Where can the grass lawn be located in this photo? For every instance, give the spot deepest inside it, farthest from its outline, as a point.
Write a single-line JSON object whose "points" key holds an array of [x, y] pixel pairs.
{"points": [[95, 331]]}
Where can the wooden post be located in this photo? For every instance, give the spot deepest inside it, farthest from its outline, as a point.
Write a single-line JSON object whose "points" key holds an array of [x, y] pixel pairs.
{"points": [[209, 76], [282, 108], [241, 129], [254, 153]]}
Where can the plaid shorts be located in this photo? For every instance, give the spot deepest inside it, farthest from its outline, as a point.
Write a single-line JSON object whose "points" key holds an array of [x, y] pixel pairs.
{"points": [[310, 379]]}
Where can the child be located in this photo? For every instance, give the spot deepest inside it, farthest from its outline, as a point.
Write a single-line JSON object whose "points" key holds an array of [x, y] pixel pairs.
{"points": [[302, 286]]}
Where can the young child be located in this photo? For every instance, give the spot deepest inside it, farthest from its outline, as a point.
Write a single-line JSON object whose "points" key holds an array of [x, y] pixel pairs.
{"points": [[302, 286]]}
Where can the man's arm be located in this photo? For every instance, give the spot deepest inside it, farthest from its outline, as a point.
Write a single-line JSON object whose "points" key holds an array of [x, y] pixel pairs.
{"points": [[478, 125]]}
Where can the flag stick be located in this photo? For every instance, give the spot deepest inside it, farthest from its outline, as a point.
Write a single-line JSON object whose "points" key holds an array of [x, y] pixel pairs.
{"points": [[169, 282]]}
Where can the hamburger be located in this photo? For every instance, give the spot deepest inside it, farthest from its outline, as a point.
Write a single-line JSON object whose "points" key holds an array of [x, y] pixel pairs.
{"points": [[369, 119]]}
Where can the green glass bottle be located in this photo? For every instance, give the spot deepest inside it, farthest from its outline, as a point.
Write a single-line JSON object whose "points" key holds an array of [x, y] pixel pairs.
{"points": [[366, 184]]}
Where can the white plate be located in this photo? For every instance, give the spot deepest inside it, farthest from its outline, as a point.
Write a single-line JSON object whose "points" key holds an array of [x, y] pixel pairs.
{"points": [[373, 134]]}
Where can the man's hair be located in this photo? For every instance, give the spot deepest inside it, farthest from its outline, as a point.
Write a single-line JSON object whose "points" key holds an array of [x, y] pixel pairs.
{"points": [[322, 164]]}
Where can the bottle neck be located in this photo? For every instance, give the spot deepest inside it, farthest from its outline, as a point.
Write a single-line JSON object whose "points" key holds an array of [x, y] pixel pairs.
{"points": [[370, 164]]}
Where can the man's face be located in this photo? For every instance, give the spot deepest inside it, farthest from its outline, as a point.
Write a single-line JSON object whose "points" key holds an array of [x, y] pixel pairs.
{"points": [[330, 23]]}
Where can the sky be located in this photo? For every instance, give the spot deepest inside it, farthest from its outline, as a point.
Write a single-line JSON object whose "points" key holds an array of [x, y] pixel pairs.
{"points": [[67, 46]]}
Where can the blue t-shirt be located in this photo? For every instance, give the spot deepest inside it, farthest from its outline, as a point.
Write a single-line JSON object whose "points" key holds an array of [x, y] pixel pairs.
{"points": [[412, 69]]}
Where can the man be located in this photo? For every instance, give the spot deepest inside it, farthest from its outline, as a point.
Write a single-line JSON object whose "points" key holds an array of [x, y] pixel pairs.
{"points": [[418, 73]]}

-- -- --

Please give all the lines above again, exactly as they read.

:: Result of the task ::
Where can the grass lawn be located in this photo? For every instance, give the spot deepest inside it, farthest from its outline, as a point.
Write a single-line JSON object whose "points" key holds an array of [x, y] pixel pairs.
{"points": [[95, 331]]}
Where can the wooden post be located in this photo? For every instance, give the spot deepest inside it, farthest from its outline, as a point.
Write a single-line JSON object whose "points" key holds an array of [x, y] pixel pairs.
{"points": [[209, 76], [282, 108], [241, 129], [254, 153]]}
Where can the plaid shorts be located in this photo? For every instance, give the spot deepest inside it, farthest from its outline, as a point.
Write a single-line JSON object whose "points" key holds an array of [x, y] pixel pairs.
{"points": [[310, 379]]}
Where can the child be located in this photo? For every instance, give the spot deepest inside it, farthest from its outline, as a point.
Write a single-line JSON object whose "points" key holds an array of [x, y] pixel pairs.
{"points": [[302, 286]]}
Where can the young child be located in this photo? For every instance, give the spot deepest inside it, farthest from its outline, as a point.
Write a single-line JSON object whose "points" key holds an array of [x, y] pixel pairs.
{"points": [[302, 286]]}
Where can the man's arm be located in this photo? For every instance, give the spot deepest inside it, farthest from its outline, as a point.
Write a single-line JSON object whose "points" key holds an array of [x, y] pixel pairs.
{"points": [[478, 125]]}
Where can the flag stick be located in this photo? For every instance, give the spot deepest inside it, farthest from its outline, as a point.
Write a single-line JSON object whose "points" key holds an array of [x, y] pixel pairs.
{"points": [[169, 282]]}
Where can the hamburger be located in this photo? For every instance, give the spot deepest inside it, farthest from its outline, as a point.
Write a single-line JSON object whose "points" key holds an array of [x, y] pixel pairs.
{"points": [[369, 119]]}
Where can the green glass bottle be located in this photo? For every instance, give the spot deepest inside it, farthest from its outline, as a point.
Write a single-line JSON object whose "points" key holds an array of [x, y] pixel pairs.
{"points": [[366, 184]]}
Where can the white plate be located in this photo? For every instance, give the spot deepest inside it, farthest from its outline, as a point.
Write a single-line JSON object whose "points" key holds an array of [x, y] pixel pairs.
{"points": [[373, 134]]}
Where can the man's hair be located in this photo? For every instance, give the spot deepest inside it, farthest from its outline, as a point.
Write a single-line JSON object whose "points" key holds an array of [x, y] pixel pairs.
{"points": [[322, 164]]}
Where can the bottle neck be located in this photo? For every instance, give the spot deepest inside it, farthest from its outline, as a point.
Write a single-line JSON object whose "points" key holds an array of [x, y] pixel pairs.
{"points": [[370, 164]]}
Where can the man's face be located in this photo? For every instance, give the spot deepest inside it, farthest from its outline, as a point.
Write a single-line JSON object whose "points" key holds an array of [x, y] pixel pairs.
{"points": [[330, 23]]}
Where can the sky be located in this photo? For every instance, give the spot deepest inside it, farthest from its outline, as a point.
Write a single-line JSON object whose "points" key holds an array of [x, y] pixel pairs.
{"points": [[67, 46]]}
Where can the blue t-shirt be located in this photo? For every instance, give the spot deepest inside it, farthest from its outline, as a point.
Write a single-line JSON object whose "points" key holds an array of [x, y] pixel pairs.
{"points": [[412, 69]]}
Where can the man be located in this photo? For every instance, give the spot deepest inside it, farthest from its outline, as a point.
Write a single-line JSON object whose "points" key holds an array of [x, y] pixel pairs.
{"points": [[418, 73]]}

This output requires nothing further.